» Article:
--------------------------------
How bad off do you have to be to manage to get into this many problems when you control both houses of Congress and the White House? It's seriously starting to look like the blind leading the blind over in Washington. Heck. The Republicans don't have to do anything at all. Just sit back, and let the Dems constant fumbling attempts to pull one over on the tax payers blow up in their own faces. It's like a Blackadder administration, only not as funny...


And speaking of "not ready to work on day one, or day 50 for that matter...", what's the deal with the Obama administration having such a hard time filling appointments? They only need a couple of Senate votes for any of them. How horrifically bad does the typical short list have to look like right now for this to be such a difficult task?


Wow. Just wow. I mean, Obama's inexperience at running any sort of executive post was certainly a talking point on the Right during the campaign, but in my wildest nightmares I didn't believe he could ***** things up so consistently. It's like driving and hitting every single pothole on the road. Statistically, you'd think they'd miss one at some point...


Well, all I can say is I sure am glad we don't have that crazy moose-shooting woman from Alaska in charge right now. Lord knows the Presidential candidate was gonna be kickin' it halfway through his first year, and we'd really be in a mess then.

I hear she's inexperienced at running things, and would fumble the ball a lot in the world theatre with redneckish lack of refinement and tact.

And her only experience with Russia is knowing she can see it from her house. Hell, that's no type of experience to be dealing with a country you plan to propose to go into a nuclear drawdown with.. It'd be especially bad if she were to rile up those people in the Middle East, when we should really be apologizing for our treatment of the Middle East when they're really just such frakking nice and just people.
--------------------------------
» Raw data:

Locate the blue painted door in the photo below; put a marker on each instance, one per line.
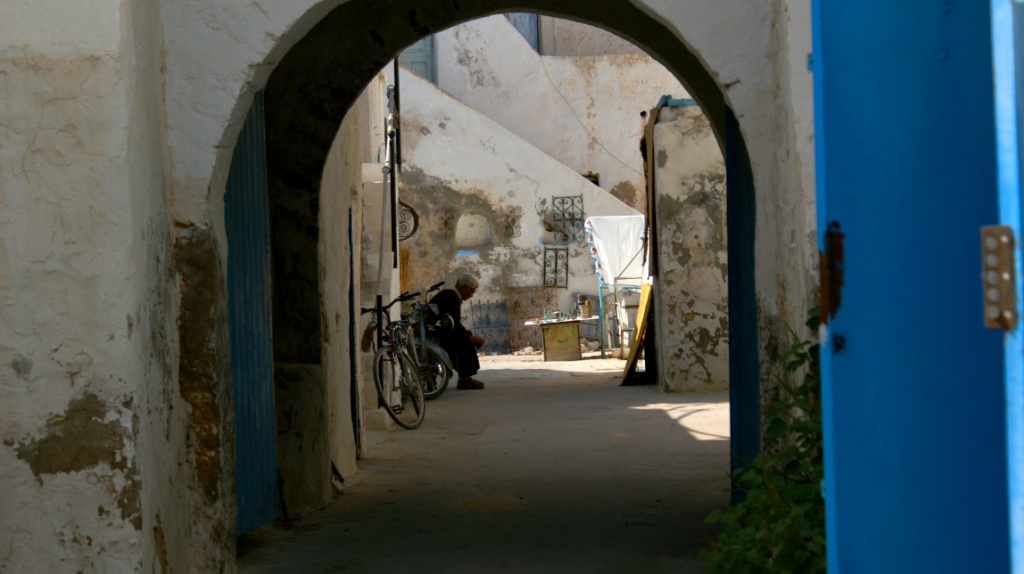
--------------------------------
» Written instruction A: List every place name that appears in the political commentary above.
» Written instruction B: In the political commentary above, why does the writer find the Obama administration's trouble filling appointments so surprising?
» Written instruction C: Translate this sentence from the political commentary into Spanish: "It's like driving and hitting every single pothole on the road."

» Finished answer A: Washington, Alaska, Russia, the Middle East

» Finished answer B: The writer notes that the administration needs only a couple of Senate votes to confirm any of its appointments. That leads the writer to wonder how bad the typical short list must be for this to be so difficult.

» Finished answer C: Es como ir manejando y caer en cada uno de los baches del camino.